1 消费者与消费组

消费者(Consumer)订阅Kafka中的主题(Topic),并且从主题上拉取消息,每个消费者都对应着一个消费组(Consumer Group),当消费被发布到主题后,会被投递到所有订阅它的消费组中的一个消费者。
消费者只能消费所分配的分区中的消息,每一个分区只能被一个消费组中的一个消费者所消费。
image.png
图:消费者、消费组、主题、分区之间的关系

如果消费者的数量大于分区的数量,将出现有消费者消费不到任何分区的消息,从而造成资源浪费。

2 客户端开发

2.1 客户端示例

public class KafkaConsumerAnalysis {

    public static Properties initConfig() {
        Properties properties = new Properties();
        properties.put(ConsumerConfig.KEY_DESERIALIZER_CLASS_CONFIG, StringDeserializer.class.getName());
        properties.put(ConsumerConfig.VALUE_DESERIALIZER_CLASS_CONFIG, StringDeserializer.class.getName());
        properties.put(ConsumerConfig.BOOTSTRAP_SERVERS_CONFIG, "a.kolbe.com.cn:9092");
        properties.put(ConsumerConfig.GROUP_ID_CONFIG, "group.demo");
        properties.put(ConsumerConfig.CLIENT_ID_CONFIG, "consumer.client.id.demo");
        return properties;
    }

    public static void main(String[] args) throws Exception {
        KafkaConsumer<String, String> kafkaConsumer = new KafkaConsumer<>(initConfig());
        kafkaConsumer.subscribe(Collections.singletonList("topic-demo"));

        while(true) {
            ConsumerRecords<String, String> records = kafkaConsumer.poll(Duration.ofSeconds(1));
            for (ConsumerRecord<String, String> record : records) {
                StringBuilder sb = new StringBuilder();
                sb.append("topic:")
                        .append(record.topic())
                        .append(", partition:")
                        .append(record.partition())
                        .append(", key:")
════════════════
练习要求 ::
• a. 请从Kafka消费者这篇文章中摘录从"消费者(Consumer)订"起，一直到"区的消息,从而造成资源浪费。"为止的全部原文。
• b. 按照Kafka消费者这篇文章的说法，消费者的数量大于分区的数量时会出现什么情况？
════════════════
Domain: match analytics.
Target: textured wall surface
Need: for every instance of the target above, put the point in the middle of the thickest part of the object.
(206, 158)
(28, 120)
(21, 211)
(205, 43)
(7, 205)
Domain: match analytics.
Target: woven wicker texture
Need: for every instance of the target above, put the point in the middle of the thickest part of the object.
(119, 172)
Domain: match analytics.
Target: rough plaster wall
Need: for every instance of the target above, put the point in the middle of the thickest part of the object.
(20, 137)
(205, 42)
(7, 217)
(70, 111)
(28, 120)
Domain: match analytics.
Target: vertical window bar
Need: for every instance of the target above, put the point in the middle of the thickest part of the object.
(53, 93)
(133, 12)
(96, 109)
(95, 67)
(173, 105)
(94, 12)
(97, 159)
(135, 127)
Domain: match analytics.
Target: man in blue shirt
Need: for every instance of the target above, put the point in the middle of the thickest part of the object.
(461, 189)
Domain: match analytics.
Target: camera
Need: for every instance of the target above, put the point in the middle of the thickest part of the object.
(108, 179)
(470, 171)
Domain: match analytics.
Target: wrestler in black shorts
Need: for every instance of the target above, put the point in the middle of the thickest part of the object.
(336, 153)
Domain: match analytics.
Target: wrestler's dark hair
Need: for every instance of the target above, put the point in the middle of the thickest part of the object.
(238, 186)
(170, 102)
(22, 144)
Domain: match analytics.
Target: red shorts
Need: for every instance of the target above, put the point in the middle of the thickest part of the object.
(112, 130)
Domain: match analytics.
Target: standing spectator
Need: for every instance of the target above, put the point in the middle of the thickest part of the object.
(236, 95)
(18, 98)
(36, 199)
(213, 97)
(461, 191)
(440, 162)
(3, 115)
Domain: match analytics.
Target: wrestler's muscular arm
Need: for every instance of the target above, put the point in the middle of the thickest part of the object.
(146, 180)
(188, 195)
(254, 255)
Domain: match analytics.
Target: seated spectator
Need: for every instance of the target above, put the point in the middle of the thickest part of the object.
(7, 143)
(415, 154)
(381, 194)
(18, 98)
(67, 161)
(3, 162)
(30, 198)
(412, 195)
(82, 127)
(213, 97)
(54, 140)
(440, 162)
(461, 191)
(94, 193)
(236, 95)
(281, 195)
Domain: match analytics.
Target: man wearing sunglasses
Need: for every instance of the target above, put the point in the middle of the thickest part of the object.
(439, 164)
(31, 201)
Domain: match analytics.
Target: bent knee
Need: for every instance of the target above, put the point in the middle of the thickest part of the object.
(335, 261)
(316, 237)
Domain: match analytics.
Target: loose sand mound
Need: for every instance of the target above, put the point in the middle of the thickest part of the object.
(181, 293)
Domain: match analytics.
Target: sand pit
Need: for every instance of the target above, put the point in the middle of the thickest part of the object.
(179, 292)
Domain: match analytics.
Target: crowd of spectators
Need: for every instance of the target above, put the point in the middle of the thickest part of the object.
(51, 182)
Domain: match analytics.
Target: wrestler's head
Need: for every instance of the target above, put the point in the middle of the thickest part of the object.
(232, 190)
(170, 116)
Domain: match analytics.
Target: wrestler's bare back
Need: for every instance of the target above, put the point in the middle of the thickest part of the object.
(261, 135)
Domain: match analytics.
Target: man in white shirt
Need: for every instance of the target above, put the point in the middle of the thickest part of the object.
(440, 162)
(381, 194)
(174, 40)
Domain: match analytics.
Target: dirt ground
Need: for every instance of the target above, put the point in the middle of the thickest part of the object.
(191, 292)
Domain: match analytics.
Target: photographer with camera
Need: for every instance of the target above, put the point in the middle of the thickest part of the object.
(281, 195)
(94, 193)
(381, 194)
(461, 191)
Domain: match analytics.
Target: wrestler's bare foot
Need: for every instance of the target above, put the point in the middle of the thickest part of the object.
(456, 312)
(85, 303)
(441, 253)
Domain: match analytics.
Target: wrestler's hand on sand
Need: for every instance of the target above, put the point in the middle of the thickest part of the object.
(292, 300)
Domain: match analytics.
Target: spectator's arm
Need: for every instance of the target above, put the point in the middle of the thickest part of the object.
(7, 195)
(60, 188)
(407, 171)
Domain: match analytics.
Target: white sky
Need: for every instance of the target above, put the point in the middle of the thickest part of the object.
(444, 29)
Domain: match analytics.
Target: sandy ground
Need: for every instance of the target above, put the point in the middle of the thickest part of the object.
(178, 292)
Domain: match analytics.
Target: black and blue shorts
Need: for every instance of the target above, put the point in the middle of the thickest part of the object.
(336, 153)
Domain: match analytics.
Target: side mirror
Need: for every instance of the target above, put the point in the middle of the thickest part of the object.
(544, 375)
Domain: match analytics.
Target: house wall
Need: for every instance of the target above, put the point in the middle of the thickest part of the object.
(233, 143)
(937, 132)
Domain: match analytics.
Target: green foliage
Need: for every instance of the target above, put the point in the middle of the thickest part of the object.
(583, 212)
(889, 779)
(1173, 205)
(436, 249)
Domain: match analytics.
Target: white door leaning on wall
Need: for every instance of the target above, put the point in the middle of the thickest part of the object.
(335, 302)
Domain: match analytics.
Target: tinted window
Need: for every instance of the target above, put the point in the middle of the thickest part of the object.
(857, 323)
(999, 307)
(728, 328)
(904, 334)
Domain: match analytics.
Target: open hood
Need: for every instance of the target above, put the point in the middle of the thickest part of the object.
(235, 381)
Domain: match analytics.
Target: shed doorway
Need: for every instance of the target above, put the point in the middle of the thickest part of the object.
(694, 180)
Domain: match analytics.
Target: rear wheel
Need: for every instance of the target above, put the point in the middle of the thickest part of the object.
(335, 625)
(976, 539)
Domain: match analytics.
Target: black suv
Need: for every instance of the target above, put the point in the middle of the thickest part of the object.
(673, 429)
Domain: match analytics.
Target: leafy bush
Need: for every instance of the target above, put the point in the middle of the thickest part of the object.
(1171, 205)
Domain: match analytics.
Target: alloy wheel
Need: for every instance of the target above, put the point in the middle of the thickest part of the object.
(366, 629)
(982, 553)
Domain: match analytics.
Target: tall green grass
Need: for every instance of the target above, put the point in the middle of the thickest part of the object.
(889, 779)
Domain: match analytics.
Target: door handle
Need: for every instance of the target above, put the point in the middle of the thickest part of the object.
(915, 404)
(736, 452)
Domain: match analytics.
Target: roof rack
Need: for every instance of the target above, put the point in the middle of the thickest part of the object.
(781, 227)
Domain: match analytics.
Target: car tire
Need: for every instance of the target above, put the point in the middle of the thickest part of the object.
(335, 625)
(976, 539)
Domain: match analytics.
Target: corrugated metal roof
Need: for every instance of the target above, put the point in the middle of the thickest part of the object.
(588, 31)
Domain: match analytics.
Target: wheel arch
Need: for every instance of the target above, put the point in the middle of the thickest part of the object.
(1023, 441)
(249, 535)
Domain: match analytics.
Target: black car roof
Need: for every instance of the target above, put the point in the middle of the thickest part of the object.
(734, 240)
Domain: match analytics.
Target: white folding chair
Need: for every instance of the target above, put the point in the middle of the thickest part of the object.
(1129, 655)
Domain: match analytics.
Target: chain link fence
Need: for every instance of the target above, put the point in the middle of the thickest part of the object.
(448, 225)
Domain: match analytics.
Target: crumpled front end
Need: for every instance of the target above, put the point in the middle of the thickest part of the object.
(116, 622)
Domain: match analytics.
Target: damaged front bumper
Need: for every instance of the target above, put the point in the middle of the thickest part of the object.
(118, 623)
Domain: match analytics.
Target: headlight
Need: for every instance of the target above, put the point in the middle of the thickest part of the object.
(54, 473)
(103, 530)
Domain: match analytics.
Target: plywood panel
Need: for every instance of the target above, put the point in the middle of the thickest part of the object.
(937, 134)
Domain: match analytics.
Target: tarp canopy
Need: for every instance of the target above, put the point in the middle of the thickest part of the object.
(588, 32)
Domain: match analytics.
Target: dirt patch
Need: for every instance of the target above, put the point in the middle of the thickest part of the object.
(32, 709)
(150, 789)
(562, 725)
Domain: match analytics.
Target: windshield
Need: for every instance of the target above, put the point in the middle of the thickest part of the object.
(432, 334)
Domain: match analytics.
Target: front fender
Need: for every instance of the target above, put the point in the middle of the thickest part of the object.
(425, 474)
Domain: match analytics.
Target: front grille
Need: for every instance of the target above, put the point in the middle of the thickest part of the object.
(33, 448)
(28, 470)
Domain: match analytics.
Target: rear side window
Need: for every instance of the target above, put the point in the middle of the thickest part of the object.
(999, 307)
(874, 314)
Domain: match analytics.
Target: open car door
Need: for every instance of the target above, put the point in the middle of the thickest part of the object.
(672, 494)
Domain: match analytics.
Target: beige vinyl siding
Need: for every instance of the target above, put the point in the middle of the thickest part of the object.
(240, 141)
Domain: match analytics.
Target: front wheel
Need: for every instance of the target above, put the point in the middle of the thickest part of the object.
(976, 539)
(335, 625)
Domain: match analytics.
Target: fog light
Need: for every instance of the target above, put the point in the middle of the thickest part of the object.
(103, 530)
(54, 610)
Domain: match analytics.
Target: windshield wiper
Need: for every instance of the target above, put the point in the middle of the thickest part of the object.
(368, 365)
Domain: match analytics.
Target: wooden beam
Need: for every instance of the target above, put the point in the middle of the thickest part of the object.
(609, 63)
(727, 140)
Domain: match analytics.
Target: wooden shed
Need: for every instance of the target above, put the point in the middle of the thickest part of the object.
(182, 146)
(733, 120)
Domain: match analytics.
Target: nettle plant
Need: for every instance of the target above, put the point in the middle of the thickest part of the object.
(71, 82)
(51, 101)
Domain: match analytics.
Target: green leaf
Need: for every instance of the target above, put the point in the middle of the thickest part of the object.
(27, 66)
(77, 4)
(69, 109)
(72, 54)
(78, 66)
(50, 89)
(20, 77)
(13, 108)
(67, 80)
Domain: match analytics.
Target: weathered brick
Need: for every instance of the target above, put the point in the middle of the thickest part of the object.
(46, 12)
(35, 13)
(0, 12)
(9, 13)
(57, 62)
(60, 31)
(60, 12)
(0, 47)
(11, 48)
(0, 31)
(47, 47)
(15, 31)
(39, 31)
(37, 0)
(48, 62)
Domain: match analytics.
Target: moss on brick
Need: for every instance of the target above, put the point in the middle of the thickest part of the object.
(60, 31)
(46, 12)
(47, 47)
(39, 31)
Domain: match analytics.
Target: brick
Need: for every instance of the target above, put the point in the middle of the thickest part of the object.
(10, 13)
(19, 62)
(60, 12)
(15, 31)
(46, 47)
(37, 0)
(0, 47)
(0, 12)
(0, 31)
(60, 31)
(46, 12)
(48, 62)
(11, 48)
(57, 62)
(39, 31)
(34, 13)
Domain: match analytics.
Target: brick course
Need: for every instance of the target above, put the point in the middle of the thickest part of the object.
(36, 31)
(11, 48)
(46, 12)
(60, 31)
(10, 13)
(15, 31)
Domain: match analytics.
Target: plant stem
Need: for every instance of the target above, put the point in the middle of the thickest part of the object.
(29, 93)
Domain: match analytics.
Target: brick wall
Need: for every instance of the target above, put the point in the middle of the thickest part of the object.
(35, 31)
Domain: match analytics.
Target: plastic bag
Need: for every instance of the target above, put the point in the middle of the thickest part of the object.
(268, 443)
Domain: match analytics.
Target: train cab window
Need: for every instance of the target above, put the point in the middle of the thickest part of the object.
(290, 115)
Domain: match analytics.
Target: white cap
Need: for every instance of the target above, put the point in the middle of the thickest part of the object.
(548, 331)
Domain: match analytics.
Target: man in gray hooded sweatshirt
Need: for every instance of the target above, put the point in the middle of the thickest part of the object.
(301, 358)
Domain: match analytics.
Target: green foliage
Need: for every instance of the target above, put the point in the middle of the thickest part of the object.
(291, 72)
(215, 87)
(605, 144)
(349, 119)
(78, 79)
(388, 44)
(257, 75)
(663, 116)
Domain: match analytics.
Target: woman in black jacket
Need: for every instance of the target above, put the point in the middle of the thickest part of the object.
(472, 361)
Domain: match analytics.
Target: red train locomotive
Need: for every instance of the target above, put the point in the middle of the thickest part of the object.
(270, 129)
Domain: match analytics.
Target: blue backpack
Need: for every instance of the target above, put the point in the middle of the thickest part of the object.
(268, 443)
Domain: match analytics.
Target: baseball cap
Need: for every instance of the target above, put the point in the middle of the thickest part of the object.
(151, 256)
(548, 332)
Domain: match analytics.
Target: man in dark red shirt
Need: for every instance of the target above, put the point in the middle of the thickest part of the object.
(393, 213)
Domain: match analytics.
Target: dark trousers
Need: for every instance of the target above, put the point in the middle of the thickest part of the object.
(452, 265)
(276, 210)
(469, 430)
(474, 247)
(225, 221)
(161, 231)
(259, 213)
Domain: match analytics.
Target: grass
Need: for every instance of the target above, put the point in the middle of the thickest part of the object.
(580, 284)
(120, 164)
════════════════
各题答案 ::
• a.
消费者(Consumer)订阅Kafka中的主题(Topic),并且从主题上拉取消息,每个消费者都对应着一个消费组(Consumer Group),当消费被发布到主题后,会被投递到所有订阅它的消费组中的一个消费者。
消费者只能消费所分配的分区中的消息,每一个分区只能被一个消费组中的一个消费者所消费。
image.png
图:消费者、消费组、主题、分区之间的关系

如果消费者的数量大于分区的数量,将出现有消费者消费不到任何分区的消息,从而造成资源浪费。

• b. 会有消费者消费不到任何分区的消息，从而造成资源浪费。